■ **Aim**: Print every one of the items below word for word, leaving the pictures out.
-- Information given start --
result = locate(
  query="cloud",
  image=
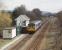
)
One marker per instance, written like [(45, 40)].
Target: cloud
[(44, 5)]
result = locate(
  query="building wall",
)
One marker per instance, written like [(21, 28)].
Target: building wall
[(13, 32)]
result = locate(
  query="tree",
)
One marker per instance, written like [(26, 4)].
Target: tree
[(18, 11), (37, 13)]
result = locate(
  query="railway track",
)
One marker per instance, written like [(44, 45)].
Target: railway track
[(33, 40), (21, 43), (36, 39)]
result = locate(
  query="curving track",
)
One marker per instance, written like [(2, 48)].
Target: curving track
[(34, 42)]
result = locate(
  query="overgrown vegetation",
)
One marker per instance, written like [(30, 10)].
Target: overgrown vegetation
[(5, 20)]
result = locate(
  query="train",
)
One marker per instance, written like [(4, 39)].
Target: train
[(33, 26)]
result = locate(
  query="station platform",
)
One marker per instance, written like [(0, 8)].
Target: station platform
[(13, 41)]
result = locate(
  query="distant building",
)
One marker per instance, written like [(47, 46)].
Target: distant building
[(21, 21), (9, 32)]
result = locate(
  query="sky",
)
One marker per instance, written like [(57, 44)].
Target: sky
[(43, 5)]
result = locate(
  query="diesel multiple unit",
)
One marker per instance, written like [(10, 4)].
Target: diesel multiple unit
[(33, 25)]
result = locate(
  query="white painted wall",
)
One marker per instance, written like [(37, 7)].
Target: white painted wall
[(13, 33), (6, 34), (27, 22)]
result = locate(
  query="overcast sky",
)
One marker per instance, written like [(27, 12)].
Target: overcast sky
[(43, 5)]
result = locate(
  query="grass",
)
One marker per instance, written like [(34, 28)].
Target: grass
[(4, 42)]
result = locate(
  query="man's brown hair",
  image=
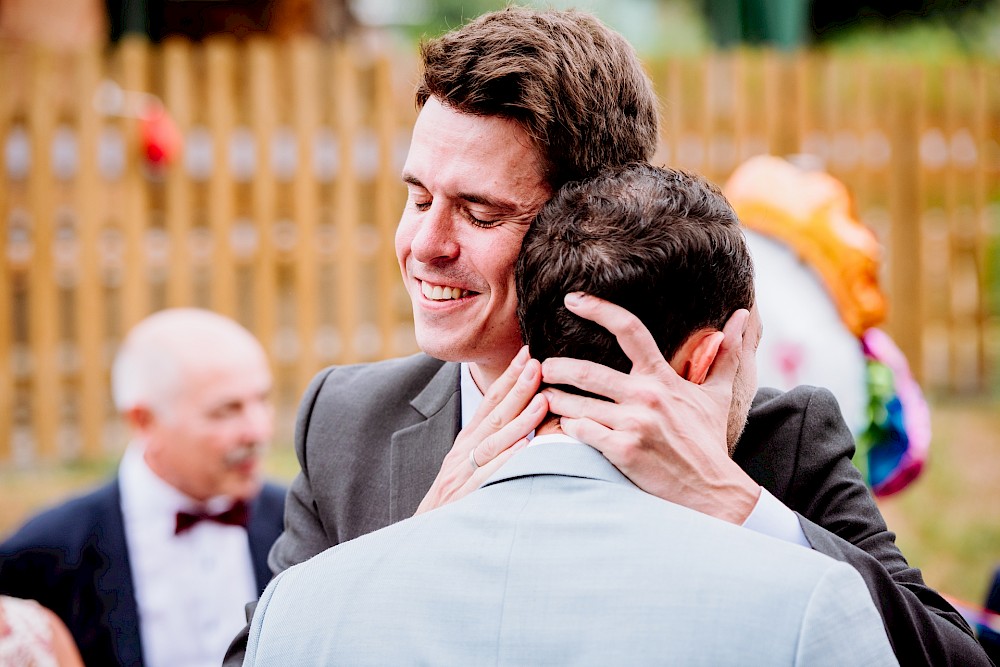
-- Information given end --
■ **Complete response**:
result = locate(
  query="cloud",
  image=
)
One marker per instance, written like [(45, 40)].
Target: cloud
[(44, 5)]
result = locate(
  query="building wall",
)
One marker per instance, written like [(21, 28)].
Target: building wall
[(13, 32)]
result = locate(
  query="tree",
)
One marker per instance, written like [(26, 4)].
Target: tree
[(18, 11), (37, 13)]
result = locate(
  query="railway track",
)
One marker per instance, written like [(44, 45)].
Target: railway track
[(33, 40), (21, 43), (36, 39)]
result = locate(
  query="curving track",
)
One marker per instance, written like [(2, 48)].
Target: curving track
[(34, 42)]
result = locate(
  query="overgrown vegetation",
)
One marker per instance, written like [(30, 10)].
Target: overgrown vegetation
[(5, 20)]
result = locate(
  query="train",
)
One marker per instance, written like [(4, 39)].
Target: train
[(33, 26)]
result = locate(
  query="station platform",
)
One marker per instance, written like [(0, 8)].
Target: station platform
[(13, 41)]
result = locate(
  query="distant building",
)
One marker per instance, written like [(47, 46)].
Target: distant building
[(21, 21), (9, 32)]
result = locate(
  query="sky",
)
One marker per instance, written like [(57, 44)].
Target: sky
[(43, 5)]
result = locate(
  query="diesel multiple unit",
)
One marker per instance, written like [(10, 4)].
Target: diesel multiple unit
[(33, 25)]
result = locate(
  query="white painted wall",
)
One marker per instance, written like [(37, 7)].
Target: white painted wall
[(13, 33), (6, 34), (27, 22)]
result = locate(
  query="overcast sky",
)
One marker per instance, written like [(27, 12)].
Target: overcast sky
[(43, 5)]
result = locate(
  query="grass",
)
One marker per instance, written like [(34, 28)].
Target: grass
[(4, 42)]
result = locate(
  query="man's brown hair",
  image=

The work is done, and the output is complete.